# Task objective
Please write the next part of the composition course guidelines below, starting right after their last sentence.

# Document text
"""
Composition Course Guidelines

Important as the ability to communicate effectively in writing has become in our hi-tech, global economy, national surveys and local experience suggest that undergraduates are not writing with the critical acumen and fluency they will need to excel in the professional world. Therefore, UM Provost Royce Engstrom will provide support for departments to develop a second course in composition for all UM undergraduates.

The new composition courses may be developed by any academic program. In this "distributed" model of composition, each program may use readings, exercises, and heuristics associated with the program's disciplinary focus. However, all sections of this new course will share a commitment to explicit instruction in the areas of close reading, critical writing, and critical thinking. Moreover, their common and central goal is to measurably improve student writing performance in academic and professional tasks. 

The new composition courses may be developed by any academic program. In this "distributed" model of composition, each program may use readings, exercises, and heuristics associated with the program's disciplinary focus. However, all sections of this new course will share a commitment to explicit instruction in the areas of close reading, critical writing, and critical thinking. Moreover, their common and central goal is to measurably improve student writing performance in academic and professional tasks. 

Proposed Guidelines for Distributed Composition Courses

Reading, writing, and thinking skills should be addressed explicitly and in equal measure in the course design. Specifically, a distributed composition course should seek to improve student skills in these areas:

  1. The close reading of sophisticated texts;
  2. The written evaluation and comparison of texts;
  3. The application of the standards of proof, evidence, and valuation obtaining in a specific discipline. Instruction in close reading should include explanation and practice with paraphrasing, summary, drawing inferences, identifying the writer's thesis and assumptions, classification, and intertextual comparison.
"""
Pointing dataset excerpts
"""
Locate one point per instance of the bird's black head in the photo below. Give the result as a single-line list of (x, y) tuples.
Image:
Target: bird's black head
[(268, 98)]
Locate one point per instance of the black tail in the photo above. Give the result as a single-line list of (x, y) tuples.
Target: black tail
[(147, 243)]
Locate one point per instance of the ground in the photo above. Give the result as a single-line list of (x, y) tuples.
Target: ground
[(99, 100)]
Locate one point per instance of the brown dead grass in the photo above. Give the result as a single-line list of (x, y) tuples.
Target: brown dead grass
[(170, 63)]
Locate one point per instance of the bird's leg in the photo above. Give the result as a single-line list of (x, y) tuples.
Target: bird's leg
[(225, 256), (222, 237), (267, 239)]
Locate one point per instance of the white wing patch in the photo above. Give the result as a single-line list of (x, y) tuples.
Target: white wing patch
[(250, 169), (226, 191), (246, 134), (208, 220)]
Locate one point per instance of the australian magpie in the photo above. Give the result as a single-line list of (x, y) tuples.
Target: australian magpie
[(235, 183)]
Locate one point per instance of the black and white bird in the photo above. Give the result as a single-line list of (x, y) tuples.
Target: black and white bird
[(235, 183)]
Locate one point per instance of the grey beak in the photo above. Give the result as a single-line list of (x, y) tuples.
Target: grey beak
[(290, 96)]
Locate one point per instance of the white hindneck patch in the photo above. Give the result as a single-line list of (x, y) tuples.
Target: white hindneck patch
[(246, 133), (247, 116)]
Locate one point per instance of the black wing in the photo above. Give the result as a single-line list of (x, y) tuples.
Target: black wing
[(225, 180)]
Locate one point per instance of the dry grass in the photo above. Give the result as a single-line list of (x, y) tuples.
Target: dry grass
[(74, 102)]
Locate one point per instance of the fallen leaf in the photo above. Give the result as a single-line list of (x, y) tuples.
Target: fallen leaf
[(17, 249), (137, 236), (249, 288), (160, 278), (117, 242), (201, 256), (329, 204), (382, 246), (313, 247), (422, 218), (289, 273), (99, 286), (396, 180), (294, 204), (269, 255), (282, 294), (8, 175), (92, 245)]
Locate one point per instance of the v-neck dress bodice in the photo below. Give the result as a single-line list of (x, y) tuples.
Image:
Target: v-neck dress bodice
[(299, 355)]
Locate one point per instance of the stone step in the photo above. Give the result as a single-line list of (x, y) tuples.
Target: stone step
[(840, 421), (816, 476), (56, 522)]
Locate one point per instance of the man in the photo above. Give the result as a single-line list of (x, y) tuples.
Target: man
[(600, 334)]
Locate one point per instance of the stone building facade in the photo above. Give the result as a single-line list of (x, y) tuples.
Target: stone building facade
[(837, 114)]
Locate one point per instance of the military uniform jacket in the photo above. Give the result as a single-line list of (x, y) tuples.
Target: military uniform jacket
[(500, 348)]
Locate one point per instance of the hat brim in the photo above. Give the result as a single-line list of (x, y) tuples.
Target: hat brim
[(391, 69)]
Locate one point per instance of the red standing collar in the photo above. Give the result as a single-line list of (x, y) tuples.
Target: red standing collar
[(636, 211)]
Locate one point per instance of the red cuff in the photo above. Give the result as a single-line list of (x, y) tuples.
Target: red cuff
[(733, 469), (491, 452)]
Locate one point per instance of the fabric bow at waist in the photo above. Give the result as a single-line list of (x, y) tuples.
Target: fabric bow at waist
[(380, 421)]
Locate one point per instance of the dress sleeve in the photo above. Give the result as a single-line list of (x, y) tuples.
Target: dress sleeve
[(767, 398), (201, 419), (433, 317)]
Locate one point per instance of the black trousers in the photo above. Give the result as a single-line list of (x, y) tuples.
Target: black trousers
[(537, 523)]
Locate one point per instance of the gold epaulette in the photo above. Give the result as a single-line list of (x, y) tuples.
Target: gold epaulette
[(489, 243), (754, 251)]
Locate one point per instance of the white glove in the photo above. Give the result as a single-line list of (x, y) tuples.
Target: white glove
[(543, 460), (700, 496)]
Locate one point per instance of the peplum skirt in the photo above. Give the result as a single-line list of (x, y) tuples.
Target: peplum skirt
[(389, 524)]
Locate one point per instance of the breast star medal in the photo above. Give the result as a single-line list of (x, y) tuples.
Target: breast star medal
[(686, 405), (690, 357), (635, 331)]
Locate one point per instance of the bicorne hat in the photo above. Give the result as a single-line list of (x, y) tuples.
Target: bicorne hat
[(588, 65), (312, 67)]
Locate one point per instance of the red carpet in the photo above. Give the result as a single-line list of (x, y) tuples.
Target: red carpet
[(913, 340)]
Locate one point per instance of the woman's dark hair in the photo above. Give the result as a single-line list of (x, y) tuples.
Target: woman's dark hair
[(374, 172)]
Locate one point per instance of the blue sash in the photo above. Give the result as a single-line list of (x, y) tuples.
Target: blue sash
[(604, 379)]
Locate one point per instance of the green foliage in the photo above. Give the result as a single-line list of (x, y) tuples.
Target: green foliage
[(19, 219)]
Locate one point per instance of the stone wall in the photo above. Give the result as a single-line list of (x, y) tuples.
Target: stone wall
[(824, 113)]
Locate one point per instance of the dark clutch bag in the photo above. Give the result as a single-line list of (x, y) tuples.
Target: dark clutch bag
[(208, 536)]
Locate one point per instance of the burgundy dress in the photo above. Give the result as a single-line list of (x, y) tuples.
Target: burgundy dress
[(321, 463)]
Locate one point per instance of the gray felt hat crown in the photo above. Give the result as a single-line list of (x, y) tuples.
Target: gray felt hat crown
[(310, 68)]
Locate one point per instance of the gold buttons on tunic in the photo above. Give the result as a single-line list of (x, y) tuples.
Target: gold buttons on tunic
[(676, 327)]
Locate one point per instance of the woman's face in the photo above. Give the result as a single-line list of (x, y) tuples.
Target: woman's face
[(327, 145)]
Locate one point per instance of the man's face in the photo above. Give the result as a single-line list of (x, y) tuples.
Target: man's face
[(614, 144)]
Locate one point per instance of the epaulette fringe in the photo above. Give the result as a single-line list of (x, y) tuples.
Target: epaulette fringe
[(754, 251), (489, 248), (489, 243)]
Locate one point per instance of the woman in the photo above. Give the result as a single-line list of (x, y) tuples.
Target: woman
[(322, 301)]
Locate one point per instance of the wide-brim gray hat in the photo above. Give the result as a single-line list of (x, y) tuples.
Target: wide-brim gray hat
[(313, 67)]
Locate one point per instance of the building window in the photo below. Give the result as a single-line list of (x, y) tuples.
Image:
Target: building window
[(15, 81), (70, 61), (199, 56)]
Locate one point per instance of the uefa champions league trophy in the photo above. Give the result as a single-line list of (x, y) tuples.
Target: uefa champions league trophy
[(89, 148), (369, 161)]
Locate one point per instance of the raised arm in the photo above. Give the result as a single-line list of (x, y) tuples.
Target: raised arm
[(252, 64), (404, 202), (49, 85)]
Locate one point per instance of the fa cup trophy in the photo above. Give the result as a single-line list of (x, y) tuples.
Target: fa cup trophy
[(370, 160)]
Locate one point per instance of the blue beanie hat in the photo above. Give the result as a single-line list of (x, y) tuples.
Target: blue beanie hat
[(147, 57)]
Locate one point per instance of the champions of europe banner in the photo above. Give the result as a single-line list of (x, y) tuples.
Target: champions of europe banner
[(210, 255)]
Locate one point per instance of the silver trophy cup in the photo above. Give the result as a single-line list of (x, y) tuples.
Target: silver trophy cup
"""
# Expected answer
Critical writing instruction and assignments should involve the composition of essays or documents that are appropriate to their audience, orderly, evaluative, analytical, and supported by documentation and/or argumentation, with proper selection and use of quoted material and sources. Instruction in critical thinking should teach those "habits of mind" that produce skeptical, fair-minded readers and writers who can evaluate the integrity of arguments and develop cogent and convincing ideas in their own writing. 

Tactical Guidelines 

The course guidelines outlined above offer the sponsoring programs a curricular structure without dictating specific instructional tactics. Some tactical requirements may be imposed as a means of maintaining consistency among all sections of distributed composition. Although these tactics should not substitute for the curricular guidelines, they may include one or more of the following:

  • Ninety to one hundred percent of the student's grade derives from written work
  • Each course must assign a minimum of 25 pages of final written work per student.
  • Each instructor must apply the criteria used for the UDWPA in the evaluation of expository work.
  • Each course must include at least one research paper.
  • Each section will require the same writer's handbook as a supplement to other texts.
  • Final grades will be based on student portfolio/exit exam.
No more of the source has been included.